Data for the task:
^^^^^^^^^^^^^^^^
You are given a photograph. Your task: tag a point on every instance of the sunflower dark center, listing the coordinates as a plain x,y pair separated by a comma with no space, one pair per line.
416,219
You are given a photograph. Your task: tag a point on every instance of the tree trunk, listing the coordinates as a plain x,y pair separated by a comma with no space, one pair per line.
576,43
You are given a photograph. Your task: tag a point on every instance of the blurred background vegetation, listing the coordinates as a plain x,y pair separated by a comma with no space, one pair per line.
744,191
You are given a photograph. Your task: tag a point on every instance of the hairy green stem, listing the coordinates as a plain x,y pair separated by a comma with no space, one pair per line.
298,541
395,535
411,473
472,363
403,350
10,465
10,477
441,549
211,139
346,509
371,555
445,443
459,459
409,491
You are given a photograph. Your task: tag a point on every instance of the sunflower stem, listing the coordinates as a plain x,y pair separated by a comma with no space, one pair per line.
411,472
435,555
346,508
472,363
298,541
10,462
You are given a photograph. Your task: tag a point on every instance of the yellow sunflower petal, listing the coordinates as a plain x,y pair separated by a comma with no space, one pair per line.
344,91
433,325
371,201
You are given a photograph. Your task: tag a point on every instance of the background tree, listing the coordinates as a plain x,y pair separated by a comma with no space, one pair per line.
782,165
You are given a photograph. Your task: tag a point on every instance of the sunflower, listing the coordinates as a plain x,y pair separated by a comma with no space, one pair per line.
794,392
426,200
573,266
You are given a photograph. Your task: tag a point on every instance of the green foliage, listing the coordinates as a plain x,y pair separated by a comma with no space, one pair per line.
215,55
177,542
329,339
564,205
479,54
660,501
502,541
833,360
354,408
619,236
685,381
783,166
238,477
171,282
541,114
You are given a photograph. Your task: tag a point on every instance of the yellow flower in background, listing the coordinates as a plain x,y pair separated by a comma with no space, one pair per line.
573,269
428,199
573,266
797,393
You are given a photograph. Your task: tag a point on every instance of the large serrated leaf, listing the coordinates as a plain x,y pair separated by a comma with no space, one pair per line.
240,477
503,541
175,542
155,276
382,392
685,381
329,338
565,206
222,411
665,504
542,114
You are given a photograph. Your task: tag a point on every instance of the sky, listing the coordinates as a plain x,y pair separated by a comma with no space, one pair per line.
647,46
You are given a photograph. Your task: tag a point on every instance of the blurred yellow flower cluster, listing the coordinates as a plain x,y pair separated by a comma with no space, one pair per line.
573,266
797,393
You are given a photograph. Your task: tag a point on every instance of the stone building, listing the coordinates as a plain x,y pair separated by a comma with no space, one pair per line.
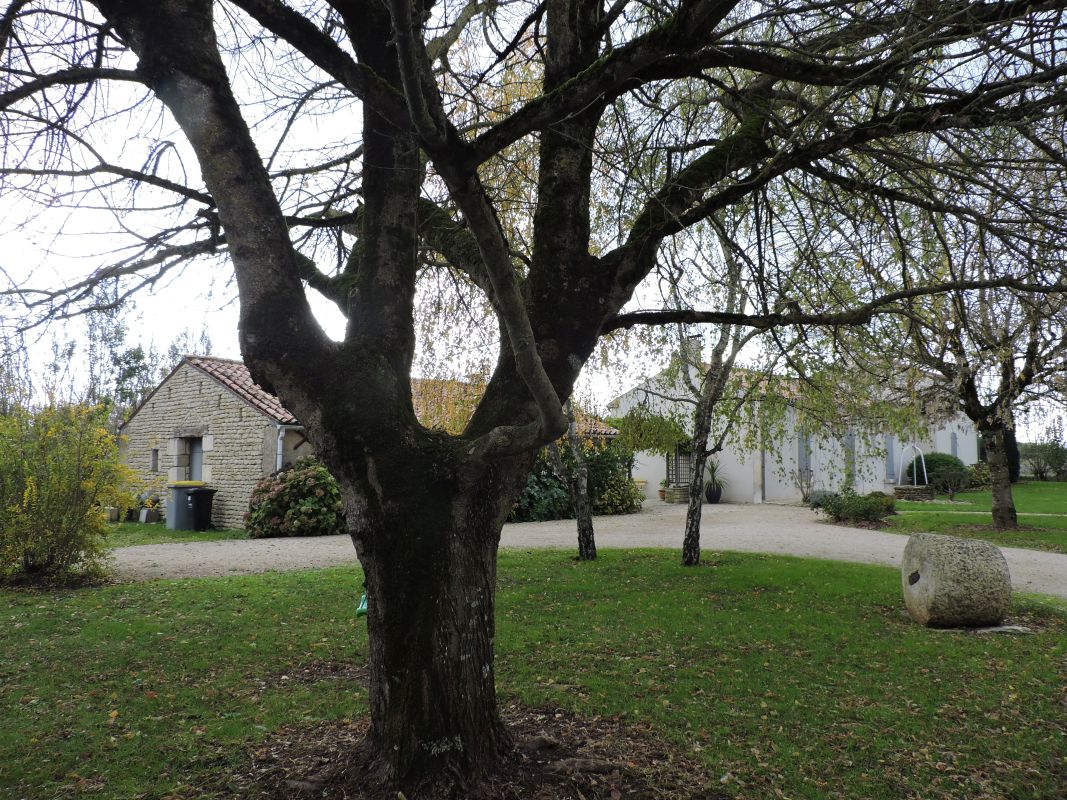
209,421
^^^^^^^^^^^^^^^^
Beginning with the line that holds "of the background" and ending with the last line of the material above, extract every line exactly, pictures excluded.

You are given a photograph. Your task: tag a point on every instance of the background tree, listing the coordinates as a plain x,y pair separated by a comma with no space, one pair per line.
782,165
You are given a photograph. Your task: tag a point on every instance of the sunflower, listing the coordinates as a plain x,y pair separated by a comma with no space, one pair per line.
794,392
426,200
573,266
You are given a photograph. Your task: tag a point on every instance of the green foliage, listing the coordinates as a plain x,y pair separated by a comma with no space, one pair per line.
215,55
177,542
329,339
564,205
479,54
660,501
502,541
833,360
354,408
619,236
685,381
783,166
238,477
171,282
541,114
You are given a photograph. Your task: tag a point on every instance of the yellow flower in background, listing the coordinates as a plain x,y pair separated by a comma with no space, one pair per line.
573,269
428,199
573,266
797,393
You are given a photograph. Your task: tag a point on every instance of the large serrated leaf, listing the coordinates as a plain x,y pair separated by a comma with no space, one pair per line.
240,477
503,541
175,542
155,276
382,392
685,381
329,338
565,206
222,411
665,504
542,114
You are given a photograph. Your task: tag a point on every instance of the sky, listing the coordinates as a plain x,y pair separated by a comma with no space, one pair per line.
647,46
You are given a photograph. Your task: tag a point on every instance of the blurred yellow flower cluster, listing the coordinates as a plain x,y pair separated by a comma with no space, one pair per line.
573,266
797,393
You are given a photograph. Your task: tag a point on every instance of the stone building, listing the coordinates as a plain x,y pair separated by a comma with no space, one pair per line.
209,421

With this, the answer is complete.